Exercise task
Can you put the stretch of lines from the one containing "Autonomous forklift vision pipeline — detect the car side" through the one containing "30,38,224,475" into a JSON list of strings, one string per line, with blank lines left out?

[START Data for this exercise]

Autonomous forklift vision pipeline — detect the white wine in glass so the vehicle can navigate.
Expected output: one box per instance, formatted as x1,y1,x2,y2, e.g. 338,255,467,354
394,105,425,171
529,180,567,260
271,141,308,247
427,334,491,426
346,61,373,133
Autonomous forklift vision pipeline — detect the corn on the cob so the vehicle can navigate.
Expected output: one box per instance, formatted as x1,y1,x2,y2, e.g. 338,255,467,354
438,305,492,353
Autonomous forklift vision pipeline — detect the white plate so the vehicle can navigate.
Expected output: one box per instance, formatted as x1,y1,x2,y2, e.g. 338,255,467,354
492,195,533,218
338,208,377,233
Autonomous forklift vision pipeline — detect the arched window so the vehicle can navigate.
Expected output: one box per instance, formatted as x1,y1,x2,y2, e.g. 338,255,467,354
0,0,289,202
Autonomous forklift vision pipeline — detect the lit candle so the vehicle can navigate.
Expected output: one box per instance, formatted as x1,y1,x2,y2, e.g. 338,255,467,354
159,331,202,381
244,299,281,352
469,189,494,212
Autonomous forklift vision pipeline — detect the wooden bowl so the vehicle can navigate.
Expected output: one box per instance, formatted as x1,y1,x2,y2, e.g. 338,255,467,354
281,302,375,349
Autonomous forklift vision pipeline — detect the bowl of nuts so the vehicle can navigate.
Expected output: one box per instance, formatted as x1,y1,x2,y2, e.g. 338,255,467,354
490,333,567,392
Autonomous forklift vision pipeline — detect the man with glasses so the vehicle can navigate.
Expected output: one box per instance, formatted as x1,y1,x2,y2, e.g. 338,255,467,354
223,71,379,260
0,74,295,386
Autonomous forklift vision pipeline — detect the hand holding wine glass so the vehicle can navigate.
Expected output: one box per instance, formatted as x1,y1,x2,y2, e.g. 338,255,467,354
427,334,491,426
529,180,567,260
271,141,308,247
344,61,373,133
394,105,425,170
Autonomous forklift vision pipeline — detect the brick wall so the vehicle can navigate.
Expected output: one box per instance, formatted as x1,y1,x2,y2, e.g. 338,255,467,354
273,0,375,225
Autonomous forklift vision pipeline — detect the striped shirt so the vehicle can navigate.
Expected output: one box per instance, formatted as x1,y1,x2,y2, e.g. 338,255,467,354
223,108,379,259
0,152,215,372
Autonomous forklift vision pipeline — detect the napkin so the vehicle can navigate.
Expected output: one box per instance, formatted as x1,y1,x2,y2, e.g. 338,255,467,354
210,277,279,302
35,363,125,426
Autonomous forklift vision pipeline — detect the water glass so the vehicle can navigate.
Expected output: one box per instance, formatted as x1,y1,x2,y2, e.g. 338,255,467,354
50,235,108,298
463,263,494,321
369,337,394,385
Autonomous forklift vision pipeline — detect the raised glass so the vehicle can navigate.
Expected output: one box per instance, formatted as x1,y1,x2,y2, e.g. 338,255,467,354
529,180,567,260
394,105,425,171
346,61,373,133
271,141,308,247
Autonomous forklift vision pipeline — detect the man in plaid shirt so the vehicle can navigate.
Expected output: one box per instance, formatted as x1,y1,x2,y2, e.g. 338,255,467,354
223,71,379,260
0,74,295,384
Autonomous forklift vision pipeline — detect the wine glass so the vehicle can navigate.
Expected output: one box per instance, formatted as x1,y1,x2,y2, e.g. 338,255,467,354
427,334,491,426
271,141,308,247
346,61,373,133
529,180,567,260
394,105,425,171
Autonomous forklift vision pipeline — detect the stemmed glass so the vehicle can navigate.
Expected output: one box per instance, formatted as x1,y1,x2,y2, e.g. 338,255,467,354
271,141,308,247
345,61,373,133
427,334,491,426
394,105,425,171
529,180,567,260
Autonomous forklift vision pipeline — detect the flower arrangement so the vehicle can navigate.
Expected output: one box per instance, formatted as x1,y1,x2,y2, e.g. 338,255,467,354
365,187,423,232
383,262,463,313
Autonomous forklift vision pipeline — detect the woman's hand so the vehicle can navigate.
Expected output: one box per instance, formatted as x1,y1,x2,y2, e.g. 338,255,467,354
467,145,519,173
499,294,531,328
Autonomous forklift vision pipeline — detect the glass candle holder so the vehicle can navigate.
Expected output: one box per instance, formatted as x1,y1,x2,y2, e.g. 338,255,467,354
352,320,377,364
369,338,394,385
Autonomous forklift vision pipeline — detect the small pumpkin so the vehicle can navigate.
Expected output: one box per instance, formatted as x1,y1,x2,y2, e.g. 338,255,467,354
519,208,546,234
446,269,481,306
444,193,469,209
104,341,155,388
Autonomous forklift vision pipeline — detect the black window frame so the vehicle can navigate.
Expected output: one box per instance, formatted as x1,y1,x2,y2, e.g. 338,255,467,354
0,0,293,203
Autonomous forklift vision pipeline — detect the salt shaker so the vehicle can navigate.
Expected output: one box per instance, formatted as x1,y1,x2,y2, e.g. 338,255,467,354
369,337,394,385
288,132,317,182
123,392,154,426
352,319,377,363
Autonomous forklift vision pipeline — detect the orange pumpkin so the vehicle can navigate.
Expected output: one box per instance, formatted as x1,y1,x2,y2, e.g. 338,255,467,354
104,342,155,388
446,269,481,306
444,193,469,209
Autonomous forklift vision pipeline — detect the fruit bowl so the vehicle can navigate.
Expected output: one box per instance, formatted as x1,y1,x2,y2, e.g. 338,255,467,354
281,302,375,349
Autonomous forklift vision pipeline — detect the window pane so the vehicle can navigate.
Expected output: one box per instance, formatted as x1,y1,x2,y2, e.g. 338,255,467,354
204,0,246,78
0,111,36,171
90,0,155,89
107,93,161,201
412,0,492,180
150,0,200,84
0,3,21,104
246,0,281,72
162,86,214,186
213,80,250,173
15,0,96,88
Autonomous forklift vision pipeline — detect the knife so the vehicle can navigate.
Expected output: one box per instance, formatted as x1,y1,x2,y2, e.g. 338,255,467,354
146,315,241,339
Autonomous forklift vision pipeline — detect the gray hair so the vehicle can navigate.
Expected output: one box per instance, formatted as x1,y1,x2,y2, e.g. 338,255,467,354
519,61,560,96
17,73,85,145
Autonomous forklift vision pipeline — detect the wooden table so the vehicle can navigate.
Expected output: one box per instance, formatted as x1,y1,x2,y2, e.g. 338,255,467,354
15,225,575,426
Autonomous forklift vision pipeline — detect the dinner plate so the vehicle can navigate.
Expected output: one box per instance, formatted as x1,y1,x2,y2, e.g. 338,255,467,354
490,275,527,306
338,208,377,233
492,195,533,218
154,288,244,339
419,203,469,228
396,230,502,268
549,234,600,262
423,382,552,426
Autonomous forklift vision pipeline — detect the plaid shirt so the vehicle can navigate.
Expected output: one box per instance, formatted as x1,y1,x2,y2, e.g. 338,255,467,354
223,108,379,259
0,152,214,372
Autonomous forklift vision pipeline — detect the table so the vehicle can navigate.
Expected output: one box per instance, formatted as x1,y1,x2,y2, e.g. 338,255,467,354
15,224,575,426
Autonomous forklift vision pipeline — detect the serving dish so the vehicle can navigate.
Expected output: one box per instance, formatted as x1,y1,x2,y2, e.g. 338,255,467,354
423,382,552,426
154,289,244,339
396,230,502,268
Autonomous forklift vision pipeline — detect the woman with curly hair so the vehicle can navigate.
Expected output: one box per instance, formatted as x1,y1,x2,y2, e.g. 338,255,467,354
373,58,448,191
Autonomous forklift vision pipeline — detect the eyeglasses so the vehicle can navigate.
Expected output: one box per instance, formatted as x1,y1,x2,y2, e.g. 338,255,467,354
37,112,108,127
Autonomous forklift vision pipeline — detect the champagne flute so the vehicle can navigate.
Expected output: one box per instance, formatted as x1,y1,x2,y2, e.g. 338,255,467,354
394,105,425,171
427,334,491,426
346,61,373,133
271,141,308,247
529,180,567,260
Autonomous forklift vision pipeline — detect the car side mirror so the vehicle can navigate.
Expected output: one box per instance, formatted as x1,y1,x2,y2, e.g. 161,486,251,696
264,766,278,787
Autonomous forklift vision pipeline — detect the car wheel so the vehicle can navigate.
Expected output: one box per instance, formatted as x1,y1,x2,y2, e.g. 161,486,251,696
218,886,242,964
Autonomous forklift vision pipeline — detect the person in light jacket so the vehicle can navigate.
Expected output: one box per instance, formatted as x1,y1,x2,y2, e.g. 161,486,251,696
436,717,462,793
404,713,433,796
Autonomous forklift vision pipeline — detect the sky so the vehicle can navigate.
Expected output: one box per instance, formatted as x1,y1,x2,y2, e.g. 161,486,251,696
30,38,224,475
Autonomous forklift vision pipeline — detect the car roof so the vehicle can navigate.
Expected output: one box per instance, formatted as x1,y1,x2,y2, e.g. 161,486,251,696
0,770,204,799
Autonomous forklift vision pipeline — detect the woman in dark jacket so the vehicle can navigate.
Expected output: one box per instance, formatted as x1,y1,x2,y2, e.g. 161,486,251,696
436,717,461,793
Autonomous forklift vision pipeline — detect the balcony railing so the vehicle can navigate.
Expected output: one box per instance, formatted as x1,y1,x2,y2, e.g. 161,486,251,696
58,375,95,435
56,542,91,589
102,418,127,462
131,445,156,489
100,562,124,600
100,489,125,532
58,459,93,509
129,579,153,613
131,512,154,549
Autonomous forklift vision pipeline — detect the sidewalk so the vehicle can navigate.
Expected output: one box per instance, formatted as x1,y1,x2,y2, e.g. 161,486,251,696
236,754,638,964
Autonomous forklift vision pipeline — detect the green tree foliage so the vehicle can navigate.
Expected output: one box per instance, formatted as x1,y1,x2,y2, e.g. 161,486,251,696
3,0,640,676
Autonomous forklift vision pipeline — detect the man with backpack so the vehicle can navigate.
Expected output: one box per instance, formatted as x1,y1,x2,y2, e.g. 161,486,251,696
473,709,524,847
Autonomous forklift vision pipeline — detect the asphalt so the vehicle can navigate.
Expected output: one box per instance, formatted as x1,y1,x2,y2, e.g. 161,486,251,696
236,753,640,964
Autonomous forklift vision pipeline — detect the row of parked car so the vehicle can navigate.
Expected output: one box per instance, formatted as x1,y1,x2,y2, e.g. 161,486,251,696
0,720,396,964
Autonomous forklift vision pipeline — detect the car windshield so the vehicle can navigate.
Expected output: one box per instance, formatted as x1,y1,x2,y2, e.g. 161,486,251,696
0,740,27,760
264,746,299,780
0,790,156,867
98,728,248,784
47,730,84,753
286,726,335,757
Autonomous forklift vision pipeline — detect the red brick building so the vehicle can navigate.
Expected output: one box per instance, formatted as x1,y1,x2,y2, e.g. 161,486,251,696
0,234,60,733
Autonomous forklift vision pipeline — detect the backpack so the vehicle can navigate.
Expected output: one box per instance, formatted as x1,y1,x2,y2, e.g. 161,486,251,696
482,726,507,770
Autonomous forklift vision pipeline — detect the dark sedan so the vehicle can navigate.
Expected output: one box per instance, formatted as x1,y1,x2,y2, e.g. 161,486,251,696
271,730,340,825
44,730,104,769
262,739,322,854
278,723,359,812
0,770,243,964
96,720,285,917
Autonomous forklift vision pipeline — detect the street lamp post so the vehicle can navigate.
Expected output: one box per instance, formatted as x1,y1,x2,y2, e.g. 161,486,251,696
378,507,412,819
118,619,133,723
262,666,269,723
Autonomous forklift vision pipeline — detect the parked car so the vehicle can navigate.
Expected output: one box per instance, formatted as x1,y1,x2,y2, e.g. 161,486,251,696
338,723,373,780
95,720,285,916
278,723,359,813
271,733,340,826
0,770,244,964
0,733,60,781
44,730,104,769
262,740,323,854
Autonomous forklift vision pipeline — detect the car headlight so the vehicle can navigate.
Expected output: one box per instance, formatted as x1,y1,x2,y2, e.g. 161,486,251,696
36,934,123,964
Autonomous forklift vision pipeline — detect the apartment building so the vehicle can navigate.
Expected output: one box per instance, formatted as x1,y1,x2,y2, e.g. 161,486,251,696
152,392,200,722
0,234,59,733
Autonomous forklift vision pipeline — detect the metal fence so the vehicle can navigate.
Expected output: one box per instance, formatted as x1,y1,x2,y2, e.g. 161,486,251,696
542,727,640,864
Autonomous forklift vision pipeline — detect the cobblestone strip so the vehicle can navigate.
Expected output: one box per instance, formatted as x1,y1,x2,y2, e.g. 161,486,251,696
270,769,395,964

[END Data for this exercise]

Task result
[
  "Autonomous forklift vision pipeline — detect the car side mirror so the vehicle can navigate.",
  "Expected output: one box per instance, formatted as x1,y1,x2,y2, e.g. 161,486,251,696",
  "264,766,278,787",
  "Autonomous forklift vision pipeline — detect the car wheel so the vehicle can navigate.",
  "Expected output: one box per instance, formatted as x1,y1,x2,y2, e.g. 161,486,251,696",
  "218,886,242,964",
  "Autonomous forklift vision pipeline — detect the person in light jacket so the vehicle can navigate.",
  "Expected output: one box per instance, formatted as x1,y1,x2,y2, e.g. 161,486,251,696",
  "436,717,462,793",
  "404,713,433,796",
  "Autonomous forklift vision pipeline — detect the sky so the vehicle can navigate.",
  "Expected output: one box per instance, formatted as x1,y1,x2,y2, e.g. 161,486,251,696",
  "30,38,224,475"
]